§ Data supplied
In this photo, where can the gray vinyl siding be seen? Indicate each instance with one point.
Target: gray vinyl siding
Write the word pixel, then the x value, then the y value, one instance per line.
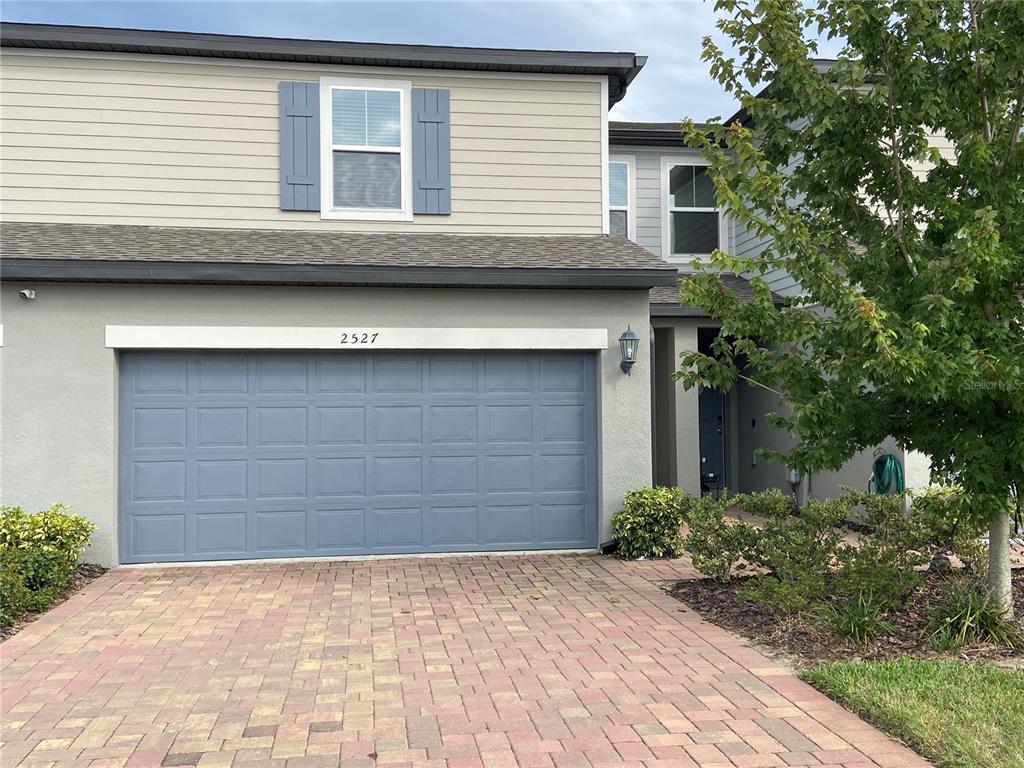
pixel 651 205
pixel 649 208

§ Task to carry out
Rewrite the records with each "gray vinyl siding" swapped for "white wooden shutters" and every other word left as it is. Leave the pictures out.

§ Expected output
In this photo, where can the white wooden shutters be seen? Indicate each instance with one point.
Target: white wooden shutters
Write the word pixel, then the x value, then the y value, one instance per line.
pixel 651 205
pixel 649 208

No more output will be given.